> _THE PROBLEM_
Return each line in the records below that contains the string 'single'.

> _DATASET ROWS_
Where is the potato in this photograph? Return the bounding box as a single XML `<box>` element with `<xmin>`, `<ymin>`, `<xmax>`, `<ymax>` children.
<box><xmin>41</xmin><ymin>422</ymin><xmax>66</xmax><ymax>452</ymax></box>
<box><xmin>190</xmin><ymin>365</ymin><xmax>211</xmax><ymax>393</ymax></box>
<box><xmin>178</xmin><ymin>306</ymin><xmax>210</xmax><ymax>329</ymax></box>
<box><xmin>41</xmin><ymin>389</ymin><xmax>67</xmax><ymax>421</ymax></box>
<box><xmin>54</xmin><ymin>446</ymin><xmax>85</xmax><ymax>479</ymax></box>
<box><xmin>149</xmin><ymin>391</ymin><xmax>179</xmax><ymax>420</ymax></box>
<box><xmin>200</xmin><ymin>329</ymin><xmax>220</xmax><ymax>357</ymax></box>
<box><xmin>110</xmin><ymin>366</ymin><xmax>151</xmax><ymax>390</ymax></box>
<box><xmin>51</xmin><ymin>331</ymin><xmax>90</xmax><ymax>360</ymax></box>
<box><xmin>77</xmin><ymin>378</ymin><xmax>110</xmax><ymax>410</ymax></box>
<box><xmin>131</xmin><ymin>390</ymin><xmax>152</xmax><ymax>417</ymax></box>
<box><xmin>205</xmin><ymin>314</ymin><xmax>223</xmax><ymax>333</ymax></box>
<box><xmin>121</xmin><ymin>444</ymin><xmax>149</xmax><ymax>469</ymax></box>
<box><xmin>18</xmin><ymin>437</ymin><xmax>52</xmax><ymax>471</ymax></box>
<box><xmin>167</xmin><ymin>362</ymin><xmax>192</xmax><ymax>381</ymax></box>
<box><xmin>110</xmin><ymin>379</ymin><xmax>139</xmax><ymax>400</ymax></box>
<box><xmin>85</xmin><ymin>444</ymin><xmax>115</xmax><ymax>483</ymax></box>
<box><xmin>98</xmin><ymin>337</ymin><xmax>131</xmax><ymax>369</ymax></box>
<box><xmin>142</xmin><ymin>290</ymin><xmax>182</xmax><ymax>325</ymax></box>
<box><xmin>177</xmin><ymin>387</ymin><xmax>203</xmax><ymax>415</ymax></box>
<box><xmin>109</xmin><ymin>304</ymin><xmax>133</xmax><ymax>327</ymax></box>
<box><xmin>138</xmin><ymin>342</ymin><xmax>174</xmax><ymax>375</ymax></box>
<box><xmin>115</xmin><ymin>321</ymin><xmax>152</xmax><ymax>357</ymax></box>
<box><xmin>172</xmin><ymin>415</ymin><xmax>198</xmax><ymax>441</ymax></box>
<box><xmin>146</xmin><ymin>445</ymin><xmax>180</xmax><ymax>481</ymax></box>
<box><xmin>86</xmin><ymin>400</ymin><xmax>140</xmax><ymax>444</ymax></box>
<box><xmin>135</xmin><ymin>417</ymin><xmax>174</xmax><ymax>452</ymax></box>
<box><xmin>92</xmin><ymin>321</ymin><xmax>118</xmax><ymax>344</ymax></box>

> _COMPLETED EXERCISE_
Where is the potato in this photograph? Return the bounding box as a single XML `<box>` element with `<xmin>`, `<ymin>`, `<xmax>`, `<ymax>` children.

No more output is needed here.